*** EXTRACTED RECORDS ***
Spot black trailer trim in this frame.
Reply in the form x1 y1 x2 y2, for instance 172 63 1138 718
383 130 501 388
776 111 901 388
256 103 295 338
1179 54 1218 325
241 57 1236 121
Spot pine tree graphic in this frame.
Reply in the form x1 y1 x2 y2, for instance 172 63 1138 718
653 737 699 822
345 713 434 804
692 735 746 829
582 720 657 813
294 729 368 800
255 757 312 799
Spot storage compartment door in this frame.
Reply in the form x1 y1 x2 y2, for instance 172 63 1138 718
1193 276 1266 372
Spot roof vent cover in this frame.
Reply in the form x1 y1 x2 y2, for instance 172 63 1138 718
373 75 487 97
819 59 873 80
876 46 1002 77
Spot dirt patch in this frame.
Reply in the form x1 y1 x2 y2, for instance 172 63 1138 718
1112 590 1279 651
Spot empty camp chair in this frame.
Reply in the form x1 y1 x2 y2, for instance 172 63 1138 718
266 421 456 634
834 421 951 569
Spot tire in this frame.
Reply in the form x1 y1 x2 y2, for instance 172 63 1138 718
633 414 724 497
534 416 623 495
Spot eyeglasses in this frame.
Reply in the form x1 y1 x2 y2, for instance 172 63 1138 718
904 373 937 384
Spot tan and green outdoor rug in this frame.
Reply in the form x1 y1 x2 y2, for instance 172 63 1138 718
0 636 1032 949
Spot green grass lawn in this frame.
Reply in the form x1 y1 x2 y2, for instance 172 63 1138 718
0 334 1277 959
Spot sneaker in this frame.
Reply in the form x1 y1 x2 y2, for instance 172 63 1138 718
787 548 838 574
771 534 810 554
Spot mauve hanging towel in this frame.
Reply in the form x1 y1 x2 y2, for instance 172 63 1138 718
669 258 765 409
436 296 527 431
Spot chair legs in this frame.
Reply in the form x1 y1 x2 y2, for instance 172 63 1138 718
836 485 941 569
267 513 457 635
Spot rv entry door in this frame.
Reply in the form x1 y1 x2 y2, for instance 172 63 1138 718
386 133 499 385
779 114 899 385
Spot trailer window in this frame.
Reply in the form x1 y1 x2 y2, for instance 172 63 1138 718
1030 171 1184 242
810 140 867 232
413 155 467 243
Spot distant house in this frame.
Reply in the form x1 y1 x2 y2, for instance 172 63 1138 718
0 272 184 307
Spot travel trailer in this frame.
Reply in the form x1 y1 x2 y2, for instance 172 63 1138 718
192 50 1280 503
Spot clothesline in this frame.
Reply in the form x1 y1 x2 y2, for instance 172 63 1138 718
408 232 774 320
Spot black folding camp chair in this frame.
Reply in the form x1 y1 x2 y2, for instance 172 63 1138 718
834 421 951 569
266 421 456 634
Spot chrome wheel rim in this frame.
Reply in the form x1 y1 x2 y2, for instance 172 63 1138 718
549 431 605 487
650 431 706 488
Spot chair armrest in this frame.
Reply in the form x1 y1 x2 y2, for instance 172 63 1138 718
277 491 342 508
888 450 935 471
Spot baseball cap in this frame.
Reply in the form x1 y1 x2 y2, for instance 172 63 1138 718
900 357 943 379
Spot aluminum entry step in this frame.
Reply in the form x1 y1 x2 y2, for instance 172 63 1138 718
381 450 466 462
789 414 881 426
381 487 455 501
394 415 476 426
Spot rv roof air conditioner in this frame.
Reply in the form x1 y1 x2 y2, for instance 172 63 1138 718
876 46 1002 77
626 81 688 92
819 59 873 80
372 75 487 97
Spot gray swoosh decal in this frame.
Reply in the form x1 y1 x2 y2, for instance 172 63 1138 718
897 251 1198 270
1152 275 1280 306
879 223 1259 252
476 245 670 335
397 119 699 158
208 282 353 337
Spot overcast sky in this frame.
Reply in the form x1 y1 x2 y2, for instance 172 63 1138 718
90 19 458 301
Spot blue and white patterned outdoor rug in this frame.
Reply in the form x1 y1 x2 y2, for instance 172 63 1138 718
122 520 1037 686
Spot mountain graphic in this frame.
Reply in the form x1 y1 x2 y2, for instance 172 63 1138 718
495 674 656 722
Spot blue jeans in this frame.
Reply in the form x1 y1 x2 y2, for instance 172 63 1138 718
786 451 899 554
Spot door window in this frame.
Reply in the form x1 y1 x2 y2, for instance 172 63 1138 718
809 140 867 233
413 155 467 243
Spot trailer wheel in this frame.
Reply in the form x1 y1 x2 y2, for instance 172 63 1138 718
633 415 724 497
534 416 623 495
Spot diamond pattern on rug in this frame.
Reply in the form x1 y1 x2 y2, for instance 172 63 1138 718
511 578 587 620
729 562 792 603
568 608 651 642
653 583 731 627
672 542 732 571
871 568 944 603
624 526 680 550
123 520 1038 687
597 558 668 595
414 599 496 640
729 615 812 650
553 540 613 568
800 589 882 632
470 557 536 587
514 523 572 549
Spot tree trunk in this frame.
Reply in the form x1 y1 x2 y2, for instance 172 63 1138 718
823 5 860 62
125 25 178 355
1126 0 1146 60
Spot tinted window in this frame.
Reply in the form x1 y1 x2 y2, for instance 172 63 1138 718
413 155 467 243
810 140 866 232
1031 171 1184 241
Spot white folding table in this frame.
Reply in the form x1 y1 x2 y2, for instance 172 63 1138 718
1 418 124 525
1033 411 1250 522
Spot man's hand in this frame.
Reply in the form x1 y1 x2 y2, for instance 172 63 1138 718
***
-- WHAT YOU NEED TO DO --
Check each line above for the word "entry", and give only the number of lines that contain it.

-- EXERCISE OUTPUT --
2